**Work instructions**
Repeat every record below exactly as it appears.

**Data supplied**
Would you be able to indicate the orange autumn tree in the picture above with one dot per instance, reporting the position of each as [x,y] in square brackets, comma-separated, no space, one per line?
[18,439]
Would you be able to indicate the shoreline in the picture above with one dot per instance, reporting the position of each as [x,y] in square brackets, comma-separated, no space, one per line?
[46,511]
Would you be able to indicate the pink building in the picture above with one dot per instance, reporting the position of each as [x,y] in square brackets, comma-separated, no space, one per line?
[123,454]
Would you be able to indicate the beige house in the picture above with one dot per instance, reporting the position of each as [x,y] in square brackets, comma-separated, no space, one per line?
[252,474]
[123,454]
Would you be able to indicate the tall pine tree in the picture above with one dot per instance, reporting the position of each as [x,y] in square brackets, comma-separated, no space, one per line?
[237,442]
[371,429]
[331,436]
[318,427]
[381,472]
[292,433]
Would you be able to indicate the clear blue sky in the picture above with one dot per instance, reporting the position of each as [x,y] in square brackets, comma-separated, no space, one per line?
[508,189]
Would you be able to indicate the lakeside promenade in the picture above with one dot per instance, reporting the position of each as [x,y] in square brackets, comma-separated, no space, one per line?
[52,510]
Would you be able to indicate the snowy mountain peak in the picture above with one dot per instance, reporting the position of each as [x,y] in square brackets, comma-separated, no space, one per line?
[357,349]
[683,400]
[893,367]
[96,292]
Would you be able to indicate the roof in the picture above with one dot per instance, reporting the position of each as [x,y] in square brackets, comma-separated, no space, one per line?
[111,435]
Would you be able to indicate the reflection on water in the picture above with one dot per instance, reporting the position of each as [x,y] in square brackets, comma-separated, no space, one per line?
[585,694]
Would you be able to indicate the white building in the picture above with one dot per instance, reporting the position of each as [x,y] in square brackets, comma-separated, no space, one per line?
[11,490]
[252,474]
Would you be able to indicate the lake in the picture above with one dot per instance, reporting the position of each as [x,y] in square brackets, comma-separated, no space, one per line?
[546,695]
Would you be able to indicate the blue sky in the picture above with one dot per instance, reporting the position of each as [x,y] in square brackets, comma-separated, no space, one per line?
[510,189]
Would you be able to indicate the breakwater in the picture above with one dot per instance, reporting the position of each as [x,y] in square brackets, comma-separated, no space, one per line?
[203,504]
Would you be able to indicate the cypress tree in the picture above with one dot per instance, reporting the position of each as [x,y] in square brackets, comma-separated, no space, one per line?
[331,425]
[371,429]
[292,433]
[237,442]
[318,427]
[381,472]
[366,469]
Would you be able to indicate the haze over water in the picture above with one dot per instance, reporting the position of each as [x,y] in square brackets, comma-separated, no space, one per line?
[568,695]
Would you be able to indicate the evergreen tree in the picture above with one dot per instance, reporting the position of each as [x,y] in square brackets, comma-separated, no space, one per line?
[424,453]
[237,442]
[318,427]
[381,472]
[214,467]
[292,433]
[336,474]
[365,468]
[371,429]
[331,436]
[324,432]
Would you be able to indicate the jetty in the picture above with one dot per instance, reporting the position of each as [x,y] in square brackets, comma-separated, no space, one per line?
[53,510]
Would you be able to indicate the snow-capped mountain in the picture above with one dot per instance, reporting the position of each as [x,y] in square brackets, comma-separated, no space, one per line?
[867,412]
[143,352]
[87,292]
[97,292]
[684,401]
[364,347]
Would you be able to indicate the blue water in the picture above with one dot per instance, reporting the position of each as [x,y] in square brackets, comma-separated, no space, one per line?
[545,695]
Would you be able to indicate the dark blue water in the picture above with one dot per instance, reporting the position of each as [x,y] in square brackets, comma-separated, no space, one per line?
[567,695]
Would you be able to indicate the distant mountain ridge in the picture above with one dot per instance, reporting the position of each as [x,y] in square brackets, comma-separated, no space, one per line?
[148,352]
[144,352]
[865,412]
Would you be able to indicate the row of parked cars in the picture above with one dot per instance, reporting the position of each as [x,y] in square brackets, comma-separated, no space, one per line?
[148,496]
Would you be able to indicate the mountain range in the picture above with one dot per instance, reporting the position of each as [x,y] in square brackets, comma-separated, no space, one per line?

**Exercise response**
Would you be able to indicate the orange autumn tree in the picture above with one dot per instance, reporting the position of each as [x,y] in square brackets, comma-separated, no space, one per line?
[18,439]
Would you be able to indicate the shoreline in the picture above with one dot per instance, reporting the position of each as [x,y] in square brackets, comma-separated, no space, one per line?
[46,511]
Would you be able to indicate the pink building in the picture above with one dot per instance, reporting the position of each as [x,y] in square brackets, comma-separated, no space, one per line?
[123,454]
Would you be able to indicate the beige house in the picture above with one dot per instance, reporting the position of each as [x,y] in square brackets, comma-separated, no space, one per line?
[252,474]
[123,454]
Would you be able to indicate the tall pine tree in the picture above with one dot per instance, reporting the position of each as [x,y] in square brackets, comma-separated, no space, one per line?
[237,442]
[371,429]
[331,436]
[318,427]
[381,472]
[292,433]
Would you be able to indicate the clear blue sky in the picture above with one dot per instance, reporting the position of each as [x,y] in square brackets, comma-separated, no space, one per line?
[508,189]
Would you be able to indicate the lakeside promenade in the picture above with one dot per instance, reporting the position of each as [x,y] in square brackets, comma-separated, no space, one per line?
[52,510]
Would you be able to indicate the snowy mountain peak in the picture above with one dot per instance, reporting the position of each as [x,y] in square brackets, comma-separated, no space, one per line?
[357,349]
[683,400]
[893,367]
[96,292]
Would you be able to indicate the roof in the picture above with one dot per instance, reporting the position of each as [x,y] in square brackets, comma-separated, no space, one per line?
[111,435]
Would you be able to indicate the reflection on water in the picture above with one dot per instance, reporting the position of each as [x,y] in square brackets, comma-separated, no space, one per line?
[585,694]
Would you be able to indicate the white building in the picture above with one dot per instance, reporting the position of each as [x,y] in square brackets, comma-separated, no space, one per line?
[11,490]
[252,474]
Would you be able to indicate the lake in the picture above with one dot per instance, reporting the position of each as [x,y] in square brackets, comma-separated, no space, one per line?
[546,695]
Would you be able to indicate the blue sky in the picture above with one dot per instance, reporting the position of each as [x,y] in square brackets, comma-separated, no space, one per line?
[510,189]
Would you be able to indicate the breakwater in the picture above with one dot per instance, reporting the position of each as [x,y] in square brackets, comma-separated, no space, one per line?
[203,504]
Would you be able to indicate the cypress tree in the picture above with one dot per instance, reporting the position of each as [x,y] in square brackets, comma-separated, no space, one per line?
[331,425]
[371,429]
[292,433]
[237,442]
[318,427]
[381,472]
[366,469]
Would you be able to indicate the haze over water in the picture above with one dot per instance, reporting the position of each as [x,y] in square brackets, comma-separated, no space, one per line?
[568,695]
Would you be able to indicate the evergreen tree in the picture above with one dot per instance, reporting the position of each as [x,y] in square brackets, comma-separated, no space, one per line?
[424,453]
[237,442]
[318,427]
[381,472]
[214,467]
[292,433]
[336,474]
[365,468]
[371,429]
[331,436]
[324,432]
Would you be able to indicate the jetty in the picture above with one dot per instance, reporting the position of each as [x,y] in square brackets, comma-separated, no space, one per line?
[53,510]
Would you be able to indicate the snow-capped mountain in the picture above with one dot per instance, reporting the position of each as [x,y] in square brackets, comma-separated, no space, one per line?
[867,412]
[143,352]
[87,292]
[97,292]
[684,401]
[364,347]
Would you be able to indicate the blue water in the picture above with one dot per instance, reporting the position of each as [x,y] in square brackets, comma-separated, no space, one per line?
[545,695]
Would you be able to indicate the dark blue water in the picture above with one dot per instance, reporting the position of each as [x,y] in square brackets, comma-separated, no space, one per line?
[567,695]
Would you be able to indicate the distant mountain ridge in the picture above with one dot per instance, reporting the position of each as [x,y] in square brackets, comma-separated, no space, one per line?
[148,352]
[144,352]
[865,412]
Would you be able to indicate the row of parked cars in the picture above with one dot per instance, reporting the position of each as [x,y] in square brackets, comma-separated, no space, one per line?
[148,496]
Would you be able to indicate the mountain range in the picture above with one dot per instance, reporting the position of each as [x,y] in square brackets, comma-separated, no space, one per line?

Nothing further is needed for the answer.